발췌 본문:

유사역행렬 자체는 특잇값 분해(SVD)라 부르는 표준 행렬 분해 기법을 사용해 계산
- np.linalg.svd()

# 싸이파이 lstsq() 함수를 사용하려면 scipy.linalg.lstsq(X_b, y)와 같이 씁니다.
theta_best_svd, residuals, rank, s = np.linalg.lstsq(X_b, y, rcond=1e-6)
theta_best_svd

1 - 3. 계산 복잡도

역행렬을 계산
일반적으로 O(n ** 2.4)에서 O(n*n*n) 사이
예측 계산 복잡도는 샘플 수와 특성 수에 선형적

2. 경사 하강법

여러 종류의 문제에서 최적의 해법을 찾을 수 있는 일반적인 최적화 알고리즘
비용 함수를 최소화하기 위해서 반복해서 파라미터를 조정
파라미터를 임의의 값으로 시작해서(무작위 초기화) 한 번에 조금씩 비용 함수가 감소되는 방향으로 진행
알고리즘이 최솟값에 수렴할 때까지 점진적으로 향상
중요한 파라미터는 스텝의 크기로, 학습률 하이퍼파라미터로 결정

경사 하강법의 문제점
- Local minimum: 지역 최솟값
- Global minimum: 전역 최솟값
- Plateau: 평지

왼쪽: 특정 스케일 적용 /오른쪽: 특정 스케일 적용 안함

2 - 1. 배치 경사 하강법

편도 함수: 파라미터가 조금 변경될 때 비용 함수가 얼마나 바뀌는지 계산
비용 함수의 편도 함수

비용 함수의 그레디언트 벡터

경사 하강법의 스텝

eta = 0.1  # 학습률
n_iterations = 1000
m = 100

theta = np.random.randn(2,1)  # 랜덤 초기화

for iteration in range(n_iterations):
    gradients = 2/m * X_b.T.dot(X_b.dot(theta) - y)
    theta = theta - eta * gradients

theta

세 가지의 다른 학습률을 사용하여 진행한 경사 하강법의 스템 처음 10개 시각화(점선 부분이 시작)

theta_path_bgd = []

def plot_gradient_descent(theta, eta, theta_path=None):
    m = len(X_b)
    plt.plot(X, y, "b.")
    n_iterations = 1000
    for iteration in range(n_iterations):
        if iteration < 10:
            y_predict = X_new_b.dot(theta)
            style = "b-" if iteration > 0 else "r--"
            plt.plot(X_new, y_predict, style)
        gradients = 2/m * X_b.T.dot(X_b.dot(theta) - y)
        theta = theta - eta * gradients
        if theta_path is not None:
            theta_path.append(theta)
    plt.xlabel("$x_1$", fontsize=18)
    plt.axis([0, 2, 0, 15])
    plt.title(r"$\eta = {}$".format(eta), fontsize=16)
    
    
np.random.seed(42)

목표 1: 아래 목록의 모든 줄을 빈 줄은 빼고 번호 목록으로 바꿔 주세요.

(모음에서 발췌한 기록)
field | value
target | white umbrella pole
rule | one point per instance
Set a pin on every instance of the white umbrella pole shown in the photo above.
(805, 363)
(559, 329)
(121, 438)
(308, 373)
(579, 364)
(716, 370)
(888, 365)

목표 2: 발췌 본문을 두 문장으로 요약하세요.

전체 출력 1:
1. field | value
2. target | white umbrella pole
3. rule | one point per instance
4. Set a pin on every instance of the white umbrella pole shown in the photo above.
5. (805, 363)
6. (559, 329)
7. (121, 438)
8. (308, 373)
9. (579, 364)
10. (716, 370)
11. (888, 365)

전체 출력 2: 유사역행렬은 특잇값 분해(SVD)라는 표준 행렬 분해 기법으로 계산하며, 역행렬 계산의 복잡도는 일반적으로 O(n ** 2.4)에서 O(n*n*n) 사이이고 예측 계산 복잡도는 샘플 수와 특성 수에 선형적이다. 경사 하강법은 파라미터를 무작위로 초기화한 뒤 비용 함수가 감소하는 방향으로 반복해서 조금씩 조정하는 일반적인 최적화 알고리즘으로, 스텝의 크기는 학습률 하이퍼파라미터로 결정되며 문제점으로 지역 최솟값, 전역 최솟값, 평지가 제시된다.